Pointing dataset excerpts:
<<<<

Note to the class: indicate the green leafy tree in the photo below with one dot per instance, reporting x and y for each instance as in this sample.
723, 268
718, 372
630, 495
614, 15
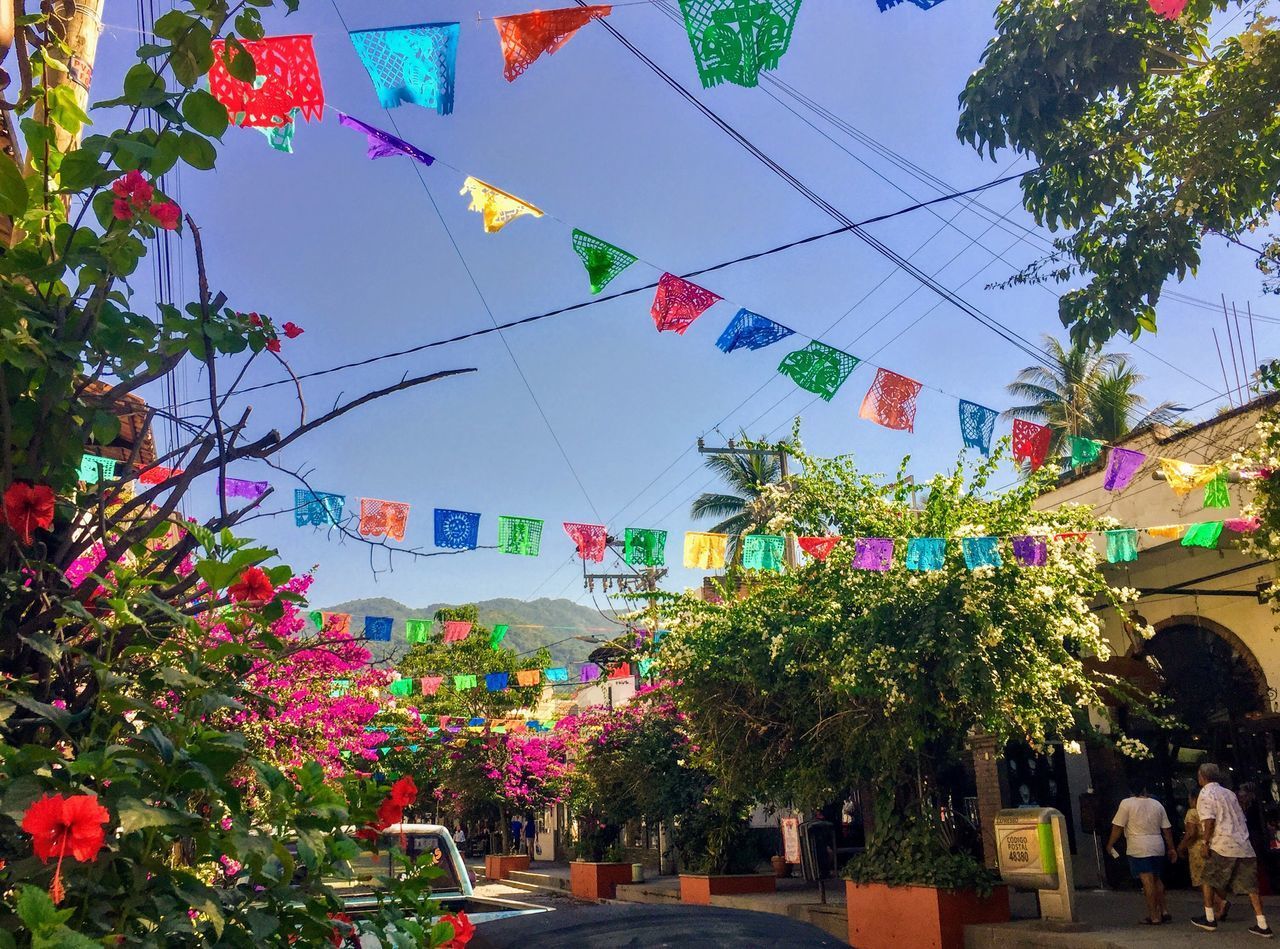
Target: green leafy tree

>>>>

→ **GIVEN PROBLEM**:
Retype the data above exactly; pictures are not part of the copy.

→ **RESULT FOR THIS EXERCISE**:
Note to the class: indicate the green leafy tree in the photo below with one dot per instance, reporting x and y for each instance as in this sample.
723, 268
718, 372
630, 495
614, 15
Target: green leafy tree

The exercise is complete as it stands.